Text zum Lesen:

OLG Frankfurt/M. – Mord an Walter Lübcke: Das Strafverfahren zur Tötung Walter Lübckes wurde am Oberlandesgericht Frankfurt/M. mit Einsichtnahme eines Videos fortgesetzt, in dem der Hauptangeklagte Stephan E. im Januar eine neue Tatversion präsentierte und den mitangeklagten Markus H. als Täter benannte. H. solle, so E.s Aussage, im Verlauf eines Disputs mit dem Geschädigten den tödlichen Schuss abgegeben haben. Die vernehmenden Ermittlungsrichter habe dieses zweite Geständnis E.s nicht überzeugt, so der einhellige Eindruck in den Berichten von SZ (Annette Ramelsberger), FAZ (Marlene Grunert), taz (Konrad Litschko) und spiegel.de (Julia Jüttner). Über seine Verteidigung hat E. dem Gericht eine neue ausführliche Erklärung angekündigt.

Angegebenes Ziel:
Kopiere aus dem Bericht über den Prozess zum Mord an Walter Lübcke wortgetreu den Abschnitt, der bei den Worten „OLG Frankfurt/M. – Mord“ beginnt und nach „ausführliche Erklärung angekündigt.“ endet.

(Daten zur Platzierung von Punkten)

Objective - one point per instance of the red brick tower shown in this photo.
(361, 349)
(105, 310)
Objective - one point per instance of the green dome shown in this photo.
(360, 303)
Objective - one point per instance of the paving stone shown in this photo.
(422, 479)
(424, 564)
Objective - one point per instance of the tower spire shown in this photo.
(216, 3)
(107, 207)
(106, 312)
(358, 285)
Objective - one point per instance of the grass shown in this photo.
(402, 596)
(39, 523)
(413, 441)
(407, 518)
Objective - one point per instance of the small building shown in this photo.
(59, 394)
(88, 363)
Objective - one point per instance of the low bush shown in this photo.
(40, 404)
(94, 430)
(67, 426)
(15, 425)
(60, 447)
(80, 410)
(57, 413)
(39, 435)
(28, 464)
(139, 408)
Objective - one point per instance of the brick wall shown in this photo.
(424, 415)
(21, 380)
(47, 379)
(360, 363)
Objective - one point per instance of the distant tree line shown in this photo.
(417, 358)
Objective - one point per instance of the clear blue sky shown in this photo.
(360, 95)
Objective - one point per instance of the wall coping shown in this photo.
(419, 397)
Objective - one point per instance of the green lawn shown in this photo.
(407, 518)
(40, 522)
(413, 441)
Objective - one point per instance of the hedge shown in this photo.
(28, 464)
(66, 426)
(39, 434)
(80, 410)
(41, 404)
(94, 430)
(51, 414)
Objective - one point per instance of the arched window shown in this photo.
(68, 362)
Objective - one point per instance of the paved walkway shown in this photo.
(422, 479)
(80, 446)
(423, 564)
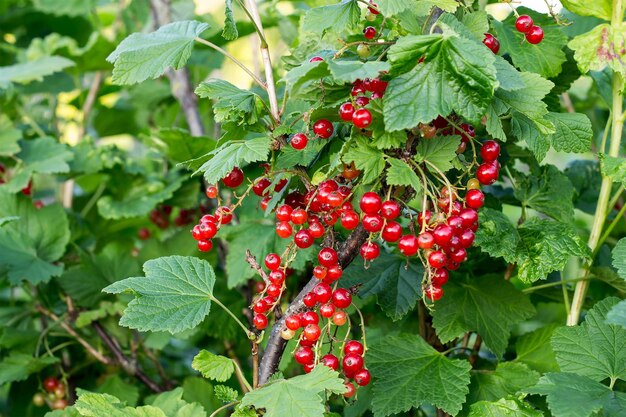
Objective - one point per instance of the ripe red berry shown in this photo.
(490, 150)
(323, 129)
(392, 232)
(327, 257)
(491, 42)
(523, 23)
(369, 32)
(475, 199)
(408, 245)
(299, 141)
(362, 118)
(234, 179)
(260, 321)
(342, 298)
(345, 111)
(534, 35)
(370, 203)
(362, 377)
(370, 251)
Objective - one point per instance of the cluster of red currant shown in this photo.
(54, 394)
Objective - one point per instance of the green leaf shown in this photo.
(175, 294)
(232, 154)
(368, 160)
(457, 74)
(594, 348)
(599, 48)
(34, 70)
(336, 18)
(231, 103)
(546, 58)
(9, 136)
(230, 26)
(395, 283)
(30, 246)
(299, 396)
(572, 395)
(488, 305)
(347, 71)
(548, 191)
(599, 8)
(439, 151)
(148, 55)
(215, 367)
(573, 132)
(401, 173)
(613, 167)
(503, 408)
(408, 372)
(18, 366)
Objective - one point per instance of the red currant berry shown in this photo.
(369, 32)
(345, 111)
(490, 150)
(234, 179)
(392, 232)
(523, 23)
(534, 35)
(323, 129)
(370, 203)
(299, 141)
(370, 251)
(408, 245)
(362, 118)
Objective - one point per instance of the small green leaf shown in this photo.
(408, 372)
(148, 55)
(215, 367)
(175, 294)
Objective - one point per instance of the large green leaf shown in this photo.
(175, 294)
(395, 282)
(457, 74)
(408, 372)
(30, 246)
(148, 55)
(488, 305)
(299, 396)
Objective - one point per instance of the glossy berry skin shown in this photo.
(327, 257)
(369, 32)
(523, 23)
(304, 355)
(362, 378)
(408, 245)
(323, 129)
(353, 346)
(303, 239)
(391, 232)
(362, 118)
(490, 150)
(331, 361)
(475, 199)
(234, 179)
(370, 203)
(299, 141)
(534, 35)
(437, 259)
(342, 298)
(260, 321)
(390, 210)
(370, 251)
(491, 42)
(487, 173)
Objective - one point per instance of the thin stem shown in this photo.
(235, 60)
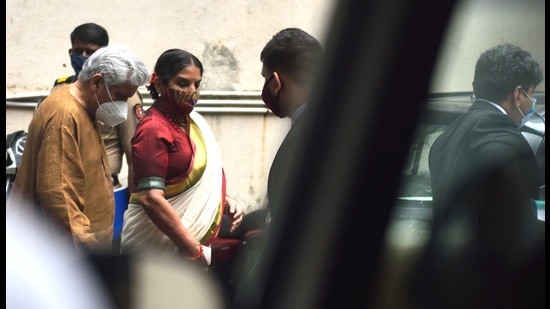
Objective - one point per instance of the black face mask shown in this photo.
(272, 102)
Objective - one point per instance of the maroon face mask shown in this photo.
(182, 103)
(272, 102)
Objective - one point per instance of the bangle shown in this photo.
(194, 258)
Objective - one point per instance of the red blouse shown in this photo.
(161, 149)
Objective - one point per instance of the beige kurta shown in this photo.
(65, 171)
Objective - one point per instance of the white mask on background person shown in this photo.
(111, 113)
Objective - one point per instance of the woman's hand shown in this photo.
(234, 213)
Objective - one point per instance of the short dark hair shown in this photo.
(91, 33)
(501, 69)
(171, 62)
(293, 51)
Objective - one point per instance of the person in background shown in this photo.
(289, 61)
(487, 246)
(85, 40)
(64, 173)
(179, 194)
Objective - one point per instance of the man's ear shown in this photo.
(159, 87)
(96, 81)
(516, 96)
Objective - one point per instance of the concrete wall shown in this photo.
(228, 37)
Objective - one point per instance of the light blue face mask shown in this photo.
(531, 111)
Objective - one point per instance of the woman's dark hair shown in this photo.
(91, 33)
(170, 63)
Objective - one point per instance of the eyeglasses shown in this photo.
(533, 99)
(81, 51)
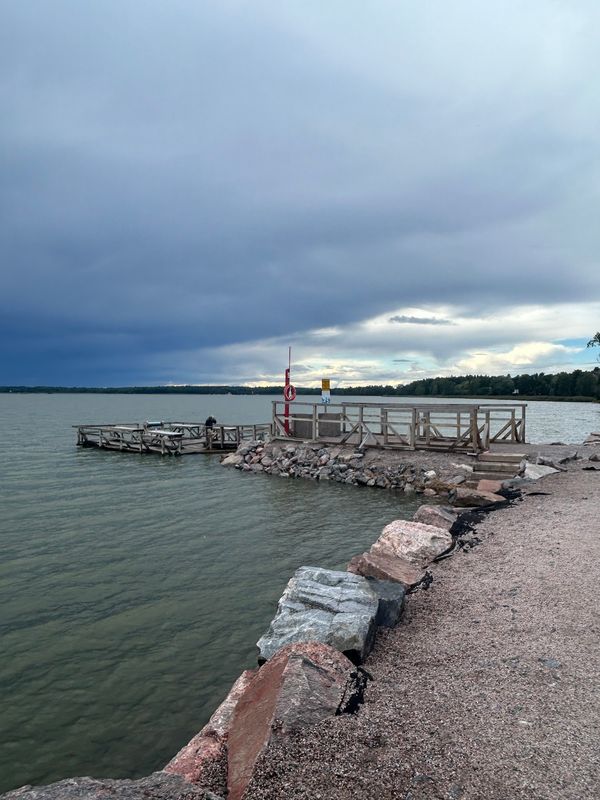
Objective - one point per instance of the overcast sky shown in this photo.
(396, 189)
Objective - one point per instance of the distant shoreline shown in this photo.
(374, 391)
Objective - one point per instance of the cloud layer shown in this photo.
(184, 188)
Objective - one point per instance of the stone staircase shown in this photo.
(496, 466)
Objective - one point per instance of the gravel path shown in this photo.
(490, 687)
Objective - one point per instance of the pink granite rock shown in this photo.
(208, 745)
(414, 542)
(303, 683)
(386, 568)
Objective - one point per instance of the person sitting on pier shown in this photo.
(208, 428)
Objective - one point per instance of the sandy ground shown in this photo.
(490, 686)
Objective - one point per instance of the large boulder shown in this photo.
(233, 460)
(300, 685)
(386, 568)
(436, 516)
(549, 462)
(536, 471)
(321, 605)
(473, 498)
(488, 485)
(158, 786)
(414, 542)
(209, 745)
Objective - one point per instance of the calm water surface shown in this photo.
(133, 589)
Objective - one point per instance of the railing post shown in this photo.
(474, 429)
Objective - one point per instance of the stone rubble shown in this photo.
(335, 608)
(335, 463)
(537, 471)
(415, 542)
(209, 745)
(325, 623)
(300, 685)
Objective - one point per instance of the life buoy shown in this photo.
(289, 393)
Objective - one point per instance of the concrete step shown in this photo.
(504, 457)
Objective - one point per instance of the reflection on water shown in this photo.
(133, 588)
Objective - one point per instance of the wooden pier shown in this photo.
(169, 438)
(430, 426)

Antwort:
OLG Frankfurt/M. – Mord an Walter Lübcke: Das Strafverfahren zur Tötung Walter Lübckes wurde am Oberlandesgericht Frankfurt/M. mit Einsichtnahme eines Videos fortgesetzt, in dem der Hauptangeklagte Stephan E. im Januar eine neue Tatversion präsentierte und den mitangeklagten Markus H. als Täter benannte. H. solle, so E.s Aussage, im Verlauf eines Disputs mit dem Geschädigten den tödlichen Schuss abgegeben haben. Die vernehmenden Ermittlungsrichter habe dieses zweite Geständnis E.s nicht überzeugt, so der einhellige Eindruck in den Berichten von SZ (Annette Ramelsberger), FAZ (Marlene Grunert), taz (Konrad Litschko) und spiegel.de (Julia Jüttner). Über seine Verteidigung hat E. dem Gericht eine neue ausführliche Erklärung angekündigt.